**Excerpt**.
-*-
By the same Bull, Postquam, of 1585, Sixtus V. also determined that the seventy of the Sacred College should consist of six cardinal bishops, fifty cardinal priests, and fourteen cardinal deacons. The first are the bishops of the sees immediately around Rome. The deacons take their titles from the diaconie, established in the earliest centuries, and attached to certain churches, for the assistance and support of the widows and orphans of the faithful; and the cardinal priests take theirs from the most noted, venerable, and ancient of the parish churches in Rome.

As mistakes are frequently made about the assumption and "choice " of their titles by newly-created cardinals, it may be as well here to give a list of the titles, or sees or churches, after which the cardinals are designated. The cardinal bishops are the holders of the sees of-1, Ostia and Velletri; 2, Porto and St. Rufina; 3, Albano; 4, Frascati; 5, Palestrina;

6, Sabina. The fifty "titular" churches are St. Lorenzo in Lucina, St. Agostino, St. Alessio, St. Agnes, St. Anastasia, Saints Andrew and Gregory on Monte Celio, the Twelve Apostles, St. Balbina, St. Bartholomew in the Island, St. Bernard at the Diocletian Baths, St. Calistus, St. Cecilia, St. Clement, St. Chrisogonus, St. Cross of Jerusalem, St. John at the Porta Latina, Saints John and Paul, St. Jerome of the Slaves, St. Laurence in Damaso, St. Laurence in Panisperna, Saints Marcellinus and Peter, St. Marcellus, St. Mark, St. Mary of the Angels, St. Mary of Peace, St. Mary of Victory, St. Mary of Piazza del Popolo, St. Mary in Aracoeli, St. Mary in Traspontina, St. Mary in Trastevere, St. Mary in Via, St. Mary sopra Minerva, Saints Nereus and Achilleus, St. Onophrius, St. Pancras, St. Peter in Montorio, St. Peter in Vincula, St. Prassede, St. Prisca, St. Pudenziana, the Four Crowned Saints, Saints Quiricus and Julietta, St. Sabina, Saints Sylvester and Martin on the Hill, St. Sylvester in Capite, St. Sixtus, St. Stephen on Monte Celio, St. Susanna, St. Thomas in Parione, the Holy Trinity on Monte Pincio. The fourteen deaconries are as follows: St. Mary in Via Lata, St. Adrian in the Forum, St. Agatha alla Suburra, St. Angelo in Peschiera, St. Cesareo, Saints Cosmo and Damian, St. Eustache, St. George in Velabro, St. Mary ad Martyres, St. Mary della Scala, St. Mary in Aquiro, St. Mary in Cosmedin, St. Mary in Dominica, St. Mary in Portico, St. Nicholas in Carcere, Saints Vitus and Modestus.
-*-
**Goal of the exercise**. Rewrite the passage on cardinals' titles from "By the same" to "churches in Rome.", replacing "Sacred College" with "College of Cardinals". The lines after this sentence are drawn from a separate source.

**Source material**.
-*-
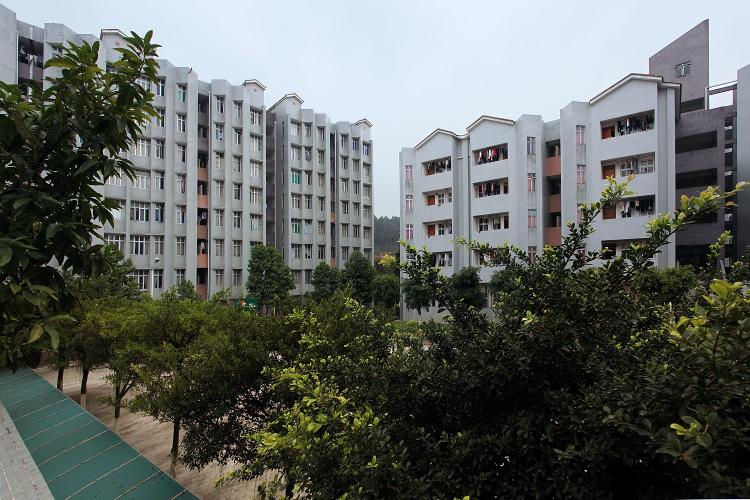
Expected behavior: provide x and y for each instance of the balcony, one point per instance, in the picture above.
(553, 236)
(554, 203)
(552, 166)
-*-
**Answer to the task**.
By the same Bull, Postquam, of 1585, Sixtus V. also determined that the seventy of the College of Cardinals should consist of six cardinal bishops, fifty cardinal priests, and fourteen cardinal deacons. The first are the bishops of the sees immediately around Rome. The deacons take their titles from the diaconie, established in the earliest centuries, and attached to certain churches, for the assistance and support of the widows and orphans of the faithful; and the cardinal priests take theirs from the most noted, venerable, and ancient of the parish churches in Rome.